>> begin Listed records

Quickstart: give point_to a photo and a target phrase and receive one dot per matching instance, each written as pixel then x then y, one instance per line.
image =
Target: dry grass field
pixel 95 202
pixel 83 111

>> end Listed records

**Exercise directions**
Set down the lines of the listing above, copying each one without any change.

**Correct result**
Quickstart: give point_to a photo and a target phrase and receive one dot per matching instance, each written as pixel then x then y, one instance per line.
image =
Target: dry grass field
pixel 95 202
pixel 83 111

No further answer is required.